Problem details> Lines in the entries below where the word "instance" shows up should each be copied.

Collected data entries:
• • • • •

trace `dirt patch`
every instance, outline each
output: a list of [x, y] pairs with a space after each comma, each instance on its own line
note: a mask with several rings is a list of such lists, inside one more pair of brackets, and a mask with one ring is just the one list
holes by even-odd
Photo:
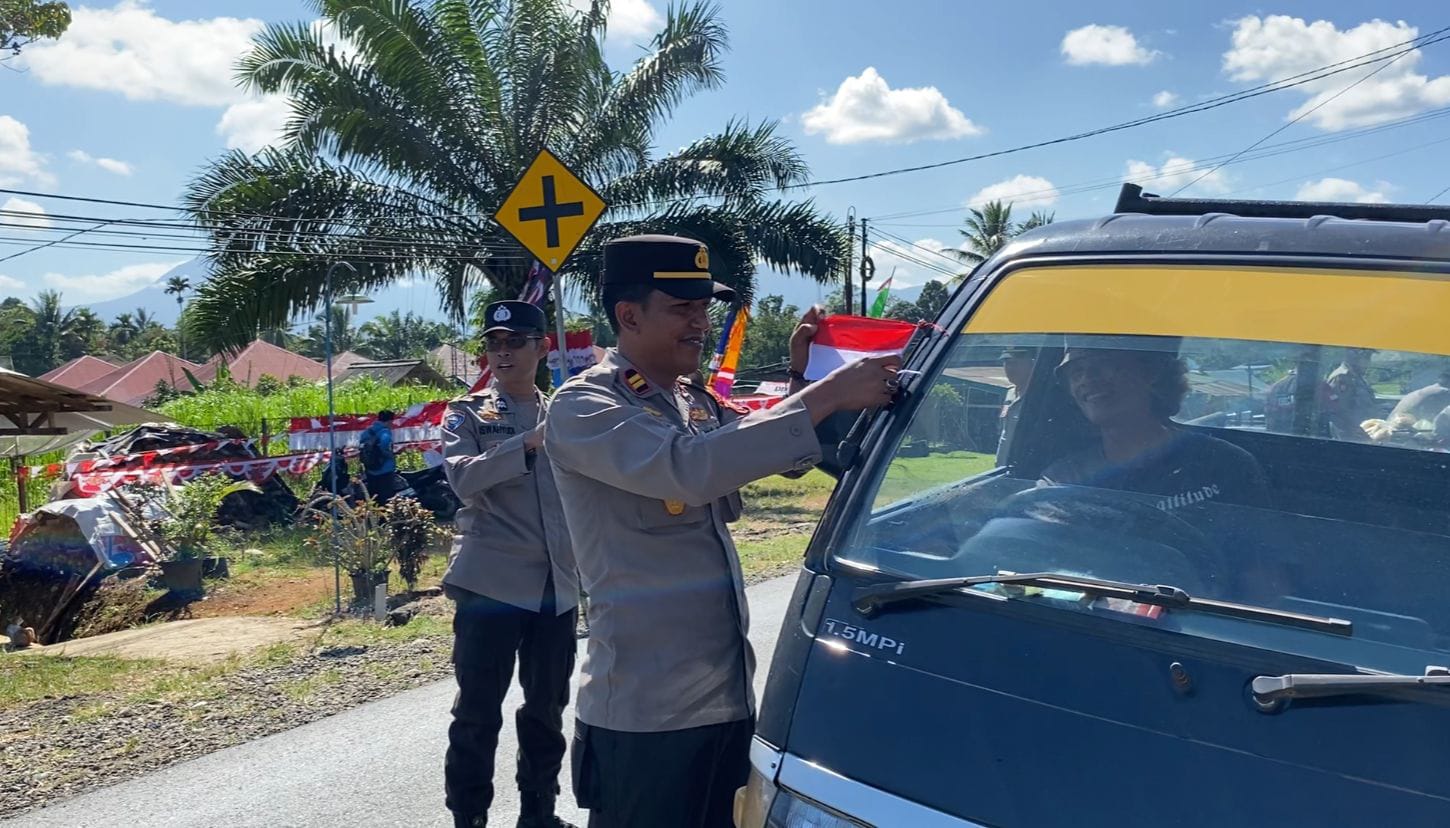
[[[346, 575], [342, 586], [344, 592], [351, 589]], [[191, 604], [188, 615], [192, 618], [295, 615], [332, 598], [333, 588], [330, 569], [296, 570], [286, 575], [258, 570], [229, 581], [208, 583], [206, 600]]]
[[183, 664], [224, 661], [232, 655], [315, 635], [319, 626], [290, 618], [198, 618], [151, 624], [25, 650], [37, 656], [114, 656]]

• • • • •

Solution>
every instance, outline each
output: a list of [x, y] pairs with a space after each comma, each instance on its own line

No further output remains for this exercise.